- Problem to solve -
Pick out every line of the data that contains the word "wall" and copy each one.

- Data shown -
────────────────────

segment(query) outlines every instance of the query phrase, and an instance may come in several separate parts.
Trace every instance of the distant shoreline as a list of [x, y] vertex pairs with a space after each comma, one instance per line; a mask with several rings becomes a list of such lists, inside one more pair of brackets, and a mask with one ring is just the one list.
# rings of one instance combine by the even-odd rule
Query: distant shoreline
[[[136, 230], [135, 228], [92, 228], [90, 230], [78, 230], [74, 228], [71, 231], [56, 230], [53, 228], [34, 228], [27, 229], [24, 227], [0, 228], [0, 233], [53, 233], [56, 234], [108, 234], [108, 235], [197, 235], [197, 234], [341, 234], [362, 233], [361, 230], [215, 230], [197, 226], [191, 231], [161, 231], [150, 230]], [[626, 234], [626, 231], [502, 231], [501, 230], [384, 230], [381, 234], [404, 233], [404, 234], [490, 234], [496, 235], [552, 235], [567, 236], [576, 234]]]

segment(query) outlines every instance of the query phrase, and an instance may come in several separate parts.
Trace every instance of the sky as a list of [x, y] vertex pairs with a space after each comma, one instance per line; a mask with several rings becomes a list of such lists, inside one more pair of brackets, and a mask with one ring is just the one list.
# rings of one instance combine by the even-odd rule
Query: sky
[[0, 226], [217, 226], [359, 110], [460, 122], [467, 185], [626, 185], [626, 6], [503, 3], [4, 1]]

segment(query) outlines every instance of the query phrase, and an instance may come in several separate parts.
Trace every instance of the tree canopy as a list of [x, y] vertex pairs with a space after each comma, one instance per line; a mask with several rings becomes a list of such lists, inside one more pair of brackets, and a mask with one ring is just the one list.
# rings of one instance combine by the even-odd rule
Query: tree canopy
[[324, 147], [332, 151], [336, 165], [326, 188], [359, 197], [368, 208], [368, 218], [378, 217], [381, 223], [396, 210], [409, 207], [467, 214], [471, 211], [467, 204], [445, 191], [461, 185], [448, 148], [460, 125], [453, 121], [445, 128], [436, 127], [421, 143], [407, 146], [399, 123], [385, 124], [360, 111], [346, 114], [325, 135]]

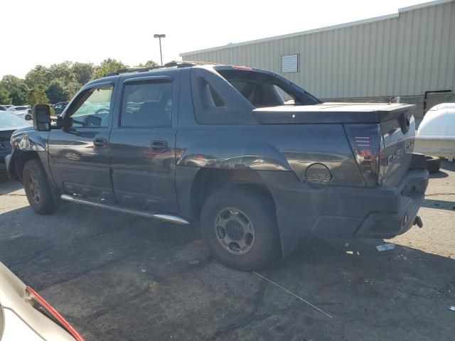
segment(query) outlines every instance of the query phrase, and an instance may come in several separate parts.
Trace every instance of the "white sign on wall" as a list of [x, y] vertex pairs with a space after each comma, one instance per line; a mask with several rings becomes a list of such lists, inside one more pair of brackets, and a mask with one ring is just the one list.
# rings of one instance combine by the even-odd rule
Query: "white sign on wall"
[[296, 72], [299, 71], [299, 55], [282, 56], [282, 72]]

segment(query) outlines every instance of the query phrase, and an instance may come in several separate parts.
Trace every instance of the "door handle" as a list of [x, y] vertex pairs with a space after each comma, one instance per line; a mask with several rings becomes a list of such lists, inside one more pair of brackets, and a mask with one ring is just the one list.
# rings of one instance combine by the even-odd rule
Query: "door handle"
[[164, 141], [154, 141], [151, 143], [151, 150], [158, 153], [164, 153], [168, 150], [168, 144]]
[[106, 148], [107, 146], [107, 140], [101, 137], [97, 137], [93, 140], [93, 146], [95, 148]]

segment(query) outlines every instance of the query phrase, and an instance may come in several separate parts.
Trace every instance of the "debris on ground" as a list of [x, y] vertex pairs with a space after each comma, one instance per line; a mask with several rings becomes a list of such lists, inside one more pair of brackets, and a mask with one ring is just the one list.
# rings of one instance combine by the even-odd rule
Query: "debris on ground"
[[382, 244], [380, 245], [376, 245], [376, 249], [378, 252], [384, 252], [385, 251], [393, 250], [396, 245], [392, 243]]

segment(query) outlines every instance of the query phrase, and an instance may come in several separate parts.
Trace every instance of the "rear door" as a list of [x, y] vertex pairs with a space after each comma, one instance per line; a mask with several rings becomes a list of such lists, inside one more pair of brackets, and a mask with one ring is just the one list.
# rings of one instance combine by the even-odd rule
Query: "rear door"
[[120, 109], [109, 138], [112, 178], [120, 205], [153, 212], [177, 211], [175, 141], [177, 72], [123, 76]]

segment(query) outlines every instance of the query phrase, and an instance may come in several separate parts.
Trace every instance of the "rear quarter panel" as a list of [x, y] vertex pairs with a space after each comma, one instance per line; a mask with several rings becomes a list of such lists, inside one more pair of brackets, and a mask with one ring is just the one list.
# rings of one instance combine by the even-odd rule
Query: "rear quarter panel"
[[331, 185], [363, 186], [341, 124], [195, 125], [177, 134], [178, 166], [293, 171], [326, 165]]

────────────────────

- Complete response -
Trace every instance of the "white sign on wall" as a list of [x, y] vertex pairs with a space after each comma, one instance per line; a mask with several rings becomes a list of such lists, inside one more pair of brackets, and a mask with one ring is just the one list.
Query: "white sign on wall"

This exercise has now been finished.